GIVEN TASK » Convert the material below into a Markdown table with the columns "Row" and "Line", giving each non-blank line its own numbered row.

GIVEN DATA »
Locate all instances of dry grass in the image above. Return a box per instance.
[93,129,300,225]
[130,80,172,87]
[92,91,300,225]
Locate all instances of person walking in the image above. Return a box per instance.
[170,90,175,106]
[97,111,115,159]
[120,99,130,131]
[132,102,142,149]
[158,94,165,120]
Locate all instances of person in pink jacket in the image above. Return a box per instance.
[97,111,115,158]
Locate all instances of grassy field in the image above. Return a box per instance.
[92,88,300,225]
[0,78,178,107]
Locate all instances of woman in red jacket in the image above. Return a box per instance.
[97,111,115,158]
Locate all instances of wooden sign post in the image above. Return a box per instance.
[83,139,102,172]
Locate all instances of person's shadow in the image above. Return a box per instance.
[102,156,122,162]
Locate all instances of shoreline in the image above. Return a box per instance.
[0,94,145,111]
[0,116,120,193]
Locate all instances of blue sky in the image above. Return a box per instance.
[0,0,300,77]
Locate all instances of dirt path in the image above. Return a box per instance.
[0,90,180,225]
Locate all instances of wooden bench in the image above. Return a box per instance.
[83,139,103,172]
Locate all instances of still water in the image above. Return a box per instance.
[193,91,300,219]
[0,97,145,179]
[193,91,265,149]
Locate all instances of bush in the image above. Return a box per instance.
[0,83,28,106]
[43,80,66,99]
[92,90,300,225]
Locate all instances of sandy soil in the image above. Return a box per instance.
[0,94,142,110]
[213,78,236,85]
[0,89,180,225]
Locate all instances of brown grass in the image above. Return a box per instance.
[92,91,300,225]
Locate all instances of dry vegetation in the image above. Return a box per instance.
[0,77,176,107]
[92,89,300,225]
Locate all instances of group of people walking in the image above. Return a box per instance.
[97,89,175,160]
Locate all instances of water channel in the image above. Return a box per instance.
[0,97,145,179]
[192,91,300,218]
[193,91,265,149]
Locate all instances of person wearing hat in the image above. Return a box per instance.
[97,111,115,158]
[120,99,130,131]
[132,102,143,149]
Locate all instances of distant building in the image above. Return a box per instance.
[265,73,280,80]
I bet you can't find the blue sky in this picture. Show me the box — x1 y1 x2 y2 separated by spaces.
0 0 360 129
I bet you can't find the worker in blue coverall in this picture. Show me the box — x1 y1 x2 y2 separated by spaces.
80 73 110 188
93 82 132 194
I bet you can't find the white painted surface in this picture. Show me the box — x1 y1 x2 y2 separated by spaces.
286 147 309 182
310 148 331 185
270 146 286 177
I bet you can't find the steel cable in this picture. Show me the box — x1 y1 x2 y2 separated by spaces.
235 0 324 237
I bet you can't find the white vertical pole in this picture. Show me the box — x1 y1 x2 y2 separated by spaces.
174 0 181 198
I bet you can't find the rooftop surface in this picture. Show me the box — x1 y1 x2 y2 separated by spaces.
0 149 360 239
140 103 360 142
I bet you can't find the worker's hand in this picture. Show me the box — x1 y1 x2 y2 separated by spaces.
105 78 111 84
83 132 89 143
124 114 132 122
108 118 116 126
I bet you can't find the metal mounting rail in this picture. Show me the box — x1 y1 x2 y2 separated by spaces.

OUTPUT OF THE TASK »
| Row | Line |
|---|---|
| 1 | Locate all instances of dry grass in the image above. Return a box per instance. |
| 2 | [93,129,300,225] |
| 3 | [130,80,172,87] |
| 4 | [92,91,300,225] |
| 5 | Locate all instances of person walking in the image above. Return a box per instance. |
| 6 | [170,90,175,106] |
| 7 | [97,111,115,159] |
| 8 | [120,99,130,131] |
| 9 | [132,102,142,149] |
| 10 | [158,94,165,120] |
| 11 | Locate all instances of person in pink jacket in the image above. Return a box per instance. |
| 12 | [97,111,115,158] |
| 13 | Locate all instances of grassy field in the image above. Return a box per instance. |
| 14 | [92,88,300,225] |
| 15 | [0,78,178,107] |
| 16 | Locate all instances of woman in red jacket in the image above. Return a box per instance. |
| 17 | [97,111,115,158] |
| 18 | Locate all instances of wooden sign post in the image above. Return a box per instance. |
| 19 | [83,139,102,172] |
| 20 | Locate all instances of person's shadow in the image above. Return a box per instance. |
| 21 | [102,156,122,162] |
| 22 | Locate all instances of shoreline in the image above. Return a box per instance. |
| 23 | [0,94,145,111] |
| 24 | [0,116,120,193] |
| 25 | Locate all instances of blue sky in the image above. Return a box per instance. |
| 26 | [0,0,300,77] |
| 27 | Locate all instances of dirt path in the image above. Return a box per instance. |
| 28 | [0,90,180,225] |
| 29 | Locate all instances of wooden bench in the image above. Return a box per instance. |
| 30 | [83,139,103,172] |
| 31 | Locate all instances of still water in the image above. Return a box per instance. |
| 32 | [193,91,300,219] |
| 33 | [0,97,145,179] |
| 34 | [193,91,265,149] |
| 35 | Locate all instances of bush in the image above. Return a box per instance. |
| 36 | [0,83,28,106] |
| 37 | [43,80,66,99] |
| 38 | [92,90,300,225] |
| 39 | Locate all instances of sandy soil in the image above. Return a box per instance. |
| 40 | [0,94,142,110] |
| 41 | [213,78,236,85] |
| 42 | [0,89,180,225] |
| 43 | Locate all instances of brown grass in the image above. Return a box per instance. |
| 44 | [92,91,300,225] |
| 45 | Locate all instances of dry vegetation in the image above. Return a box per instance. |
| 46 | [0,77,176,107] |
| 47 | [92,89,300,225] |
| 48 | Locate all instances of group of people walking in the image above. Return a box per instance. |
| 49 | [97,89,175,160] |
| 50 | Locate all instances of water channel in the image above. Return a box per instance. |
| 51 | [0,97,145,179] |
| 52 | [192,91,300,218] |
| 53 | [193,91,265,149] |
| 54 | Locate all instances of person wearing hat in the image above. Return a box per instance. |
| 55 | [97,111,115,158] |
| 56 | [120,99,130,131] |
| 57 | [132,102,143,149] |
| 58 | Locate all instances of distant building in the image above. Return a box per instance. |
| 59 | [265,73,280,80] |
| 60 | I bet you can't find the blue sky in this picture. Show me the box — x1 y1 x2 y2 separated by spaces. |
| 61 | 0 0 360 129 |
| 62 | I bet you can't find the worker in blue coverall in this picture. Show me the box — x1 y1 x2 y2 separated by spaces. |
| 63 | 80 73 110 188 |
| 64 | 93 82 132 194 |
| 65 | I bet you can't find the white painted surface in this picture. Show me the box — x1 y1 x2 y2 separated by spaces. |
| 66 | 286 147 309 182 |
| 67 | 310 148 331 185 |
| 68 | 270 146 286 177 |
| 69 | I bet you can't find the steel cable in this picture. Show me the box — x1 y1 x2 y2 separated by spaces. |
| 70 | 235 0 324 237 |
| 71 | I bet you can't find the white vertical pole in this picture. Show me the box — x1 y1 x2 y2 separated by spaces. |
| 72 | 174 0 181 198 |
| 73 | I bet you can't find the rooftop surface in this picture. Show me the box — x1 y1 x2 y2 separated by spaces. |
| 74 | 0 149 360 239 |
| 75 | 140 103 360 142 |
| 76 | I bet you can't find the worker's hand in this picture. Show me the box — x1 y1 x2 y2 separated by spaces. |
| 77 | 105 78 111 84 |
| 78 | 83 132 89 143 |
| 79 | 124 114 132 122 |
| 80 | 108 118 116 126 |
| 81 | I bet you can't find the metal mounting rail in this picture. Show me the box — x1 y1 x2 y2 separated by spaces. |